- Arbeitsanweisungen:
1. Schreiben Sie aus dem Interviewauszug den Abschnitt ab, der mit den Worten „Der Titel des“ beginnt und mit „mit der Musik?“ endet.
2. Zählen Sie alle Dinge auf, für die sich laut dem Interviewauszug im Metal niemand großartig interessiert.

- Ausgewählter Auszug:
╔══

Der Titel des Albums ist auf den Religionsaspekt bezogen. „Omnivium“ ist für mich ein Vortex, ein schwarzes Loch, das alles Lebende und Existente in sich saugt und zerstört, um an anderer Stelle wieder etwas Neues zu erschaffen. Diesen Gedanken findet man in fast allen Weltreligionen wieder – in diesem Sinne könnte man das Ganze auch Gott nennen.

Auf jeden Fall interessant – denkst Du denn, dass sich die Fans genauso intensiv mit den Texten beschäftigen werden wie mit der Musik?

Im Metal sind Texte weitestgehend sekundär und niemand interessiert sich großartig für Konzepte, Ideen oder Lyrics im allgemeinen. Die Leute hören sich lieber minderqualitative Streams auf den berüchtigten Plattformen an oder laden sich eine mehrfach verpackte Datei aus dem Netz und diskutieren, wie schlecht die Produktion sei.

Du würdest aber nicht sagen, dass zum Tech Death Metal unbedingt hintergründige Texte dazugehören?

╚══

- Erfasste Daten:
╔══

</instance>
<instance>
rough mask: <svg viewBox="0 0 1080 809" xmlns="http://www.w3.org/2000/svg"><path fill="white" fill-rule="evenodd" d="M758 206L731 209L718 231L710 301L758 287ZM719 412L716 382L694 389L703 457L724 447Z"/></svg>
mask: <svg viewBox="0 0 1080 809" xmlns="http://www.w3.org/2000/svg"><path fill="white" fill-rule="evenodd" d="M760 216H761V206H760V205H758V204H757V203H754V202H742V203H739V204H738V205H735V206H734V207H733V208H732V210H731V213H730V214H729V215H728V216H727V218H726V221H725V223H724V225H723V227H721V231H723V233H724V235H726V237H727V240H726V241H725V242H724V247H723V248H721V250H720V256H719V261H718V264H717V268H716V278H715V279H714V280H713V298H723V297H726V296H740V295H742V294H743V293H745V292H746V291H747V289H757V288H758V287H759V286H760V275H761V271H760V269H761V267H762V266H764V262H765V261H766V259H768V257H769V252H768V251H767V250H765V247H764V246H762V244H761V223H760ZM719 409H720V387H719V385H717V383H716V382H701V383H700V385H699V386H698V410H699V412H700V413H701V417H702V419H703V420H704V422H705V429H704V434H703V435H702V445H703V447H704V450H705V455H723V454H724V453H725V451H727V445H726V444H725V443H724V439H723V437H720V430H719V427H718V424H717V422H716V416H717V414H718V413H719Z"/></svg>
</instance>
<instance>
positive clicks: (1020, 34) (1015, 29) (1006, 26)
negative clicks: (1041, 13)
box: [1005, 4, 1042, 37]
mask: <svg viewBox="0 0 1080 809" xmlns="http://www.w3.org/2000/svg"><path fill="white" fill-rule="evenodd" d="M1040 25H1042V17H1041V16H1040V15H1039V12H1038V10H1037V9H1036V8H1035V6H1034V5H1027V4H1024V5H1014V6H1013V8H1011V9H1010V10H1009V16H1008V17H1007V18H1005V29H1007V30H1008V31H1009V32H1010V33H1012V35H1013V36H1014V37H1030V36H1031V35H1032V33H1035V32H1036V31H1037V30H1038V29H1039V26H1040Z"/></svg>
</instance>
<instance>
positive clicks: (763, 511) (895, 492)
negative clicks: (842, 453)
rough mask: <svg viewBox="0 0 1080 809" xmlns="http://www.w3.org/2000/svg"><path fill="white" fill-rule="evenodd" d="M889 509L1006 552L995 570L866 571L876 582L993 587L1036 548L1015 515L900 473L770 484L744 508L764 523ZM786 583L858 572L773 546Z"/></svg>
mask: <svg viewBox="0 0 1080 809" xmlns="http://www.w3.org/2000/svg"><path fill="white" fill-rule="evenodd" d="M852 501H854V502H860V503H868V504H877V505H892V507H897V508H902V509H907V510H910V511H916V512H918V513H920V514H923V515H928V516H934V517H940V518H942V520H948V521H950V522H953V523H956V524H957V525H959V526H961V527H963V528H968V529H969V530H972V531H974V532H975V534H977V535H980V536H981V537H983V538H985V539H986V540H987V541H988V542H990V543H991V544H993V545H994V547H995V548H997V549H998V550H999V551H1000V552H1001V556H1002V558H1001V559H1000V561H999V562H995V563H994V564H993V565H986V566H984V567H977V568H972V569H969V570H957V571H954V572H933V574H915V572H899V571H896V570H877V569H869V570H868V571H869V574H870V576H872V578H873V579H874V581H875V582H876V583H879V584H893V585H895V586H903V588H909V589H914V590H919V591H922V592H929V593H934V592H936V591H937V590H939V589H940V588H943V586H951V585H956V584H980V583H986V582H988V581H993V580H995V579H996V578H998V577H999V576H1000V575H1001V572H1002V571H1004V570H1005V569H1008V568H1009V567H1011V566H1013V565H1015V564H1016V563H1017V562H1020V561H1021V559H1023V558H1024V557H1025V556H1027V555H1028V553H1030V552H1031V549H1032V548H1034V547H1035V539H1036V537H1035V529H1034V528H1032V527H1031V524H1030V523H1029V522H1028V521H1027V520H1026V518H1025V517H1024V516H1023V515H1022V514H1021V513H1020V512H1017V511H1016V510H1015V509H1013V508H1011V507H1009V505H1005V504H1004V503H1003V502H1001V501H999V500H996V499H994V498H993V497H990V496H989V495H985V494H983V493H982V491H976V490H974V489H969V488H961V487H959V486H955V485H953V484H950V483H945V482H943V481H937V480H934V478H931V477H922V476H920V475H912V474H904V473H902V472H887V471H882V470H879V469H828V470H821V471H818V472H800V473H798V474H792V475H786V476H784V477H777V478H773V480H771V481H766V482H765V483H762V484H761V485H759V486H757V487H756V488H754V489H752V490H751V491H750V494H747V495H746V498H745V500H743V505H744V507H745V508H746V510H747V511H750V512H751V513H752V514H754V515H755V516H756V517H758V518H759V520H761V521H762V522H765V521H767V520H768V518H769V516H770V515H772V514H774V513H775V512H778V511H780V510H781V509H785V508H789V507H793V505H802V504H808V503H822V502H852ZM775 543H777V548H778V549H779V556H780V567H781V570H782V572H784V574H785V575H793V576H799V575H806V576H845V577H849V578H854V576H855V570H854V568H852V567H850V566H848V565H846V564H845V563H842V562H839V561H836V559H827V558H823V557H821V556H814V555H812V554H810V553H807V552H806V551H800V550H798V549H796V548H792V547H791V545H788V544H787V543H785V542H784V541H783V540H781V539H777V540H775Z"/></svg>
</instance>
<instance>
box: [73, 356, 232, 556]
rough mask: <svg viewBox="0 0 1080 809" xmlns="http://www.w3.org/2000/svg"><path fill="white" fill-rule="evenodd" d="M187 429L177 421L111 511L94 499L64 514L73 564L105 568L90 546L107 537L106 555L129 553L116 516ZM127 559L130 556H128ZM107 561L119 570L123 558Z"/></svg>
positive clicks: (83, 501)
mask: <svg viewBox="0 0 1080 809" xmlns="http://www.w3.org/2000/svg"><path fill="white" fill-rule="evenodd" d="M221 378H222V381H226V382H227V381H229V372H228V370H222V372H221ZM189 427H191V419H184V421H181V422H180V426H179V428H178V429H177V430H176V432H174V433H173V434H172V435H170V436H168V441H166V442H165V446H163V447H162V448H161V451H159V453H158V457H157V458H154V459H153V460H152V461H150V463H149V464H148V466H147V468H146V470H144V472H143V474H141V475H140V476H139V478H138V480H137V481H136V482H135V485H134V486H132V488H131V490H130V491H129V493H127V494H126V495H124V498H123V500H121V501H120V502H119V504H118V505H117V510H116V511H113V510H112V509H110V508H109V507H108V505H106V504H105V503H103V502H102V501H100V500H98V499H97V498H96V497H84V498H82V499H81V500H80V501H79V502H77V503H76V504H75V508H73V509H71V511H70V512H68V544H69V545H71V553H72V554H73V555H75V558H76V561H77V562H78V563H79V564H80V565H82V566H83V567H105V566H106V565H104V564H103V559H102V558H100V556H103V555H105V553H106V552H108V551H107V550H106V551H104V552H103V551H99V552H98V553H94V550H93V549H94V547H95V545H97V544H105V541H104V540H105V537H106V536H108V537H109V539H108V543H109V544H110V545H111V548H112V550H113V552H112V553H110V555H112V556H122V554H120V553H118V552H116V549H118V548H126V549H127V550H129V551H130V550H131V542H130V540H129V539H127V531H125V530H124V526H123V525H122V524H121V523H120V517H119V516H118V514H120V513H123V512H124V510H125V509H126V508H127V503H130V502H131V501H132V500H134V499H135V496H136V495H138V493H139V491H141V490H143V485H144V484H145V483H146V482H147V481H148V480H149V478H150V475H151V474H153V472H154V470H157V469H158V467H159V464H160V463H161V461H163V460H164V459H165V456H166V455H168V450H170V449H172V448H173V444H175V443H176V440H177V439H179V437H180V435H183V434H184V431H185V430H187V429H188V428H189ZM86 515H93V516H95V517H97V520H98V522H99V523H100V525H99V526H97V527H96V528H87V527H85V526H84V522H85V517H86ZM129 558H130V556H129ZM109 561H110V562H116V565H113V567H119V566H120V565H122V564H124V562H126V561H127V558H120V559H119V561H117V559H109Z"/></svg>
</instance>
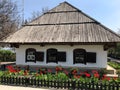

╚══

- Lösungen:
1.
Der Titel des Albums ist auf den Religionsaspekt bezogen. „Omnivium“ ist für mich ein Vortex, ein schwarzes Loch, das alles Lebende und Existente in sich saugt und zerstört, um an anderer Stelle wieder etwas Neues zu erschaffen. Diesen Gedanken findet man in fast allen Weltreligionen wieder – in diesem Sinne könnte man das Ganze auch Gott nennen.

Auf jeden Fall interessant – denkst Du denn, dass sich die Fans genauso intensiv mit den Texten beschäftigen werden wie mit der Musik?

2. Konzepte, Ideen, Lyrics